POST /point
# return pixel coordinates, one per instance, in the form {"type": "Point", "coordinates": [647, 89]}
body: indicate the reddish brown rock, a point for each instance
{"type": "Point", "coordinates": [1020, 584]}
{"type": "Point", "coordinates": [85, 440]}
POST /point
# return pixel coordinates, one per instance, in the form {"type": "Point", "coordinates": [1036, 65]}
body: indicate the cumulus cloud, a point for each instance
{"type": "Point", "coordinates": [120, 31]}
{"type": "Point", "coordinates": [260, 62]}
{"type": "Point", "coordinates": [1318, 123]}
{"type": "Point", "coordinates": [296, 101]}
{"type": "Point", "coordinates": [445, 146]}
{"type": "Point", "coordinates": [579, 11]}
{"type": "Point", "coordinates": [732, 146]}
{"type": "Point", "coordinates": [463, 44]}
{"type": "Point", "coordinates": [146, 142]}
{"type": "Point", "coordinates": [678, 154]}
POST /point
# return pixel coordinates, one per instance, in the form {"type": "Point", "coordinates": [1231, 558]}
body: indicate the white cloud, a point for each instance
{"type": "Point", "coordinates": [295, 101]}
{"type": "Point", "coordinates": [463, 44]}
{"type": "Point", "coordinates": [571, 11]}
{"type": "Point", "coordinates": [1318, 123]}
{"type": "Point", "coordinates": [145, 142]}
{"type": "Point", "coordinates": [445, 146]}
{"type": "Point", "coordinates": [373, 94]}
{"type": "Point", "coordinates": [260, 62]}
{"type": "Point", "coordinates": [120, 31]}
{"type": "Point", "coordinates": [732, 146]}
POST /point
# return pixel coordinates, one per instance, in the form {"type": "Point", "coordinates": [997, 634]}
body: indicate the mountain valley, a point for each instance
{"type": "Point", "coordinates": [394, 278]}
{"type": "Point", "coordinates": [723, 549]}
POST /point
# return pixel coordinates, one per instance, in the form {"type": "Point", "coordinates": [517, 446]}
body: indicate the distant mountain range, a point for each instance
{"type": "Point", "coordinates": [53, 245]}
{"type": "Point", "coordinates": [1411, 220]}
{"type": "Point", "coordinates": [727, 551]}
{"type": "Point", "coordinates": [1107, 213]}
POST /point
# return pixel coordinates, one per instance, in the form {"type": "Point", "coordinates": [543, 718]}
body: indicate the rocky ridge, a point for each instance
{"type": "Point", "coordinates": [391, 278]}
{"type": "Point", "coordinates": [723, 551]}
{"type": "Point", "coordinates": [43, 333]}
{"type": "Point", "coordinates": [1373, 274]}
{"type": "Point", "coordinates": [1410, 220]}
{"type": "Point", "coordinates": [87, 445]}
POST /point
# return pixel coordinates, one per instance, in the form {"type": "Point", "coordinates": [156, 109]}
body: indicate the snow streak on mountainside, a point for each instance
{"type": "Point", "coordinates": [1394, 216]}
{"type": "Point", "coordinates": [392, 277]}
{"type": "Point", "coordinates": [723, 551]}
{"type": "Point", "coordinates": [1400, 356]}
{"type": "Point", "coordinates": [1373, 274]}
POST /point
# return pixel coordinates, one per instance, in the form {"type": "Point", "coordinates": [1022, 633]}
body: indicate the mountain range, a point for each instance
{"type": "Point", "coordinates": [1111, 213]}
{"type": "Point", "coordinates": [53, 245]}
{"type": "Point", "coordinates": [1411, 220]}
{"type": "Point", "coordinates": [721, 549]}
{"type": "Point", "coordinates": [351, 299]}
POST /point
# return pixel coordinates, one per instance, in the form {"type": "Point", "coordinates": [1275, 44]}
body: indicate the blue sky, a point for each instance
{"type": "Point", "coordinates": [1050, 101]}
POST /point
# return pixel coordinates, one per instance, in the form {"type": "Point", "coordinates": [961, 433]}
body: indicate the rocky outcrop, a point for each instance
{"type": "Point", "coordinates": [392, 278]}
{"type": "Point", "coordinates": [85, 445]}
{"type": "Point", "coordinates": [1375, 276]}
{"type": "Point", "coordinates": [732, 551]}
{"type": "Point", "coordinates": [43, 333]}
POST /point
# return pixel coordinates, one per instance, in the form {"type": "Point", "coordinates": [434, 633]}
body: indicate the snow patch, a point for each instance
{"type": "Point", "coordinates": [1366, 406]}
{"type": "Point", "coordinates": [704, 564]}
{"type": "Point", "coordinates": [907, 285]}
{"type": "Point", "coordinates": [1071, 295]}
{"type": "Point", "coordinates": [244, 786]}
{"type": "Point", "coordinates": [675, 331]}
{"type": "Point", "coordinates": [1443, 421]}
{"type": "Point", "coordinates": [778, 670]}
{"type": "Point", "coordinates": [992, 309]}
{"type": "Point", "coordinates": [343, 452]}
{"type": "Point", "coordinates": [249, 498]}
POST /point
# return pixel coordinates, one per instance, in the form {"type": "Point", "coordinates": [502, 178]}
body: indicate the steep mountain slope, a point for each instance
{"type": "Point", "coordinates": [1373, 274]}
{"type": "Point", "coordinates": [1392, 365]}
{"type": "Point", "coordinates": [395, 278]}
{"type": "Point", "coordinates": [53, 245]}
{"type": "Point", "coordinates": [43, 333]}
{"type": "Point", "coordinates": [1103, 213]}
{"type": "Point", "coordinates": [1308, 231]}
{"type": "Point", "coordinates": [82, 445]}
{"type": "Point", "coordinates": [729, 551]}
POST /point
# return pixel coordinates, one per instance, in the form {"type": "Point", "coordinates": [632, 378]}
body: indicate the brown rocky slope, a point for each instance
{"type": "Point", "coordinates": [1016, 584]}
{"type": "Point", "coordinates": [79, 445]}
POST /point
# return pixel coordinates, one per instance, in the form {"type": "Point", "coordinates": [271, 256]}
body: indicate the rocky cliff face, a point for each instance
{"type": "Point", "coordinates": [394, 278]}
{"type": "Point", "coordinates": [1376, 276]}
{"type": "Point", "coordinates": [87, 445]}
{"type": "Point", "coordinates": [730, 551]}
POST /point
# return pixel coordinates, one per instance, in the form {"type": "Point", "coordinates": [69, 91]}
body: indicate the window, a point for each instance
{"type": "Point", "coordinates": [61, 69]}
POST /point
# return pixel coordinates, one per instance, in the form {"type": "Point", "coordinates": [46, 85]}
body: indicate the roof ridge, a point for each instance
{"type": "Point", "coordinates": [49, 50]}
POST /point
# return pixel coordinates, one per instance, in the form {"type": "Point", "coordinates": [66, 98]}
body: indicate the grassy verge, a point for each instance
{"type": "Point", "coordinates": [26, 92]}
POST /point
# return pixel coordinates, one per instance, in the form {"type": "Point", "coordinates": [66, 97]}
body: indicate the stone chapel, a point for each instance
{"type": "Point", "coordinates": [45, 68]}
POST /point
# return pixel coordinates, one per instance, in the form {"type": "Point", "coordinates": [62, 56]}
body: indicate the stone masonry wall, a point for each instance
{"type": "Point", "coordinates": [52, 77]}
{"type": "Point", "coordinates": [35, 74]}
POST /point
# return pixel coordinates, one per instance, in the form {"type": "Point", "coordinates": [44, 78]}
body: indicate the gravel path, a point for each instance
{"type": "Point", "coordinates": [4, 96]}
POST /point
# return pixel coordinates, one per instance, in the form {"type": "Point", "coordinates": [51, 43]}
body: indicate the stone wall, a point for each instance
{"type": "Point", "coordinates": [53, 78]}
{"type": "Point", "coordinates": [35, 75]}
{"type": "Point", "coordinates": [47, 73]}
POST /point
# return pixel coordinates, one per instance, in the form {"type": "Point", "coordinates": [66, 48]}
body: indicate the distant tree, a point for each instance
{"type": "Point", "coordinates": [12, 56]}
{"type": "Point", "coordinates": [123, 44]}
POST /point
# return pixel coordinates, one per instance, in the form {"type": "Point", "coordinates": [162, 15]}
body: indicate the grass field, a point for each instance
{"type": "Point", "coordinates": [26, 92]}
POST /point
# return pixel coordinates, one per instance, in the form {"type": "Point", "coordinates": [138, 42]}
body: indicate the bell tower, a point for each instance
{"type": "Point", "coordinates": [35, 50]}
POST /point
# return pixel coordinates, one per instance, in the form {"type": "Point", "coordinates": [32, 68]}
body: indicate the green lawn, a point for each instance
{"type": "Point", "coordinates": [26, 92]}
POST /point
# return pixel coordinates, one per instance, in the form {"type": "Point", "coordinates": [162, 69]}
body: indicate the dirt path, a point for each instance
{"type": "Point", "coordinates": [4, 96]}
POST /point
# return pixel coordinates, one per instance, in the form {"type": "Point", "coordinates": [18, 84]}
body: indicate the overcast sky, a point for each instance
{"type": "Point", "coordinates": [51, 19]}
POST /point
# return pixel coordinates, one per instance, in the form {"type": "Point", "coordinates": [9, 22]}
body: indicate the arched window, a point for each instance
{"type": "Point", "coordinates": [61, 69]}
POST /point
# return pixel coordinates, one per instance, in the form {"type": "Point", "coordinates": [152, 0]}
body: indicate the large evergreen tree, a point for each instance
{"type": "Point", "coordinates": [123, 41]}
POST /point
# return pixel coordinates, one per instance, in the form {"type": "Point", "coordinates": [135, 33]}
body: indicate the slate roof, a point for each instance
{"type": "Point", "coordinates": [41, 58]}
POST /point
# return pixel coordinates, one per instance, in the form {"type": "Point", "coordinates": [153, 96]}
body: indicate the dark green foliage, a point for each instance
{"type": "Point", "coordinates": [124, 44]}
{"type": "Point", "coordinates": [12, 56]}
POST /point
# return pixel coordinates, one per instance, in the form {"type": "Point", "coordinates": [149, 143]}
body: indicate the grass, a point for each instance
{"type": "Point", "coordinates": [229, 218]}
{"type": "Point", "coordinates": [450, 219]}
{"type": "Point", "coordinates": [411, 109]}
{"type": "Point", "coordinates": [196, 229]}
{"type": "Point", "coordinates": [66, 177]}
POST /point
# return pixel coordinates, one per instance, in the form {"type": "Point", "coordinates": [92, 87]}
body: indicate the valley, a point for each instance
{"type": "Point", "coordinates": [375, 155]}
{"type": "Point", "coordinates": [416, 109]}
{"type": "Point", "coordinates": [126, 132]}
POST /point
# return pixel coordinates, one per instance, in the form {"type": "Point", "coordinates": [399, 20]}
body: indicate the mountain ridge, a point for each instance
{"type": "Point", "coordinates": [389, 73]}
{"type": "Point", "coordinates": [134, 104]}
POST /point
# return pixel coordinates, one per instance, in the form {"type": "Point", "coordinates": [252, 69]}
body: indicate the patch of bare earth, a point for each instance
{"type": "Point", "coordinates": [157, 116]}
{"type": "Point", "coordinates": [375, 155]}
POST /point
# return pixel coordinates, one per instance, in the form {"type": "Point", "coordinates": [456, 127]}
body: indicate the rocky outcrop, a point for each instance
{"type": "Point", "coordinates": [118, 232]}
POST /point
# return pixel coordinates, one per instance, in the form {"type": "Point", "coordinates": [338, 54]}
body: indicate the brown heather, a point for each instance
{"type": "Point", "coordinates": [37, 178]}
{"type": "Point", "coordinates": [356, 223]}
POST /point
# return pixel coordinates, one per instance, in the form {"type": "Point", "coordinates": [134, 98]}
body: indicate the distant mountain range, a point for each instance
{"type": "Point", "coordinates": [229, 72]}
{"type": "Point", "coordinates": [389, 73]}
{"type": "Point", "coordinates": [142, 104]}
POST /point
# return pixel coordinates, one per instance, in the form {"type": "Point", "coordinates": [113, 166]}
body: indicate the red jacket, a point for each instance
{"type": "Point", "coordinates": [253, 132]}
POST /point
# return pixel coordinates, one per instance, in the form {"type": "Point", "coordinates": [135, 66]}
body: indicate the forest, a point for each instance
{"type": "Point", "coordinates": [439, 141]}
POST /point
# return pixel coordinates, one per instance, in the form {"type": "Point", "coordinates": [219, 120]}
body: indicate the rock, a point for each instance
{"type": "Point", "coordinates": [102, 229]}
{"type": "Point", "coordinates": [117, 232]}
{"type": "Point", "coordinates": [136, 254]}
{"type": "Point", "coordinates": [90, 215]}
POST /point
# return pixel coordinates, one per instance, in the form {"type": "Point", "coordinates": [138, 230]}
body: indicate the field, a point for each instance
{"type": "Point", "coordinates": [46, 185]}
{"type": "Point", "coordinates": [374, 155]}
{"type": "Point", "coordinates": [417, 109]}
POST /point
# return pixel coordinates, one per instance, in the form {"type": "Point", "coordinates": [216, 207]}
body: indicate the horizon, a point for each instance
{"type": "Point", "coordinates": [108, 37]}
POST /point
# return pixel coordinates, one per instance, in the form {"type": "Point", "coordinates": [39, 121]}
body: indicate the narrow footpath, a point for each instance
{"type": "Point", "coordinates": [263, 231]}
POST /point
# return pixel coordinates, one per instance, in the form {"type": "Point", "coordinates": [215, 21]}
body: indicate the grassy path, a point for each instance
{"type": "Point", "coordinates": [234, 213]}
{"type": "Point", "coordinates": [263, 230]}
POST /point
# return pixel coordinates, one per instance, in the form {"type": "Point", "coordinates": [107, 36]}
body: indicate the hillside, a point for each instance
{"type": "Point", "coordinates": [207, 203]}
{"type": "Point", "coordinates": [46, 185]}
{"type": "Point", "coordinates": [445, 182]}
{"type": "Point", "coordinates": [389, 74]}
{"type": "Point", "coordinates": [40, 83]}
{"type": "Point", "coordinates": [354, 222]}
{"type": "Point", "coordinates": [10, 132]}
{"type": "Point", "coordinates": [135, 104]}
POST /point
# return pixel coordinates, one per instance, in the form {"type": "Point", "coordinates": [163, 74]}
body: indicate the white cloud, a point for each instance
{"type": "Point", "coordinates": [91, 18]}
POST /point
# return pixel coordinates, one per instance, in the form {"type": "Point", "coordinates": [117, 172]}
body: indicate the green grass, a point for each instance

★ ★ ★

Prompt: Report every line of the rows above that contains the word "valley", copying each such line in full.

Solved problem:
body: indicate the mountain valley, a point for each instance
body: indicate the valley, a point for each instance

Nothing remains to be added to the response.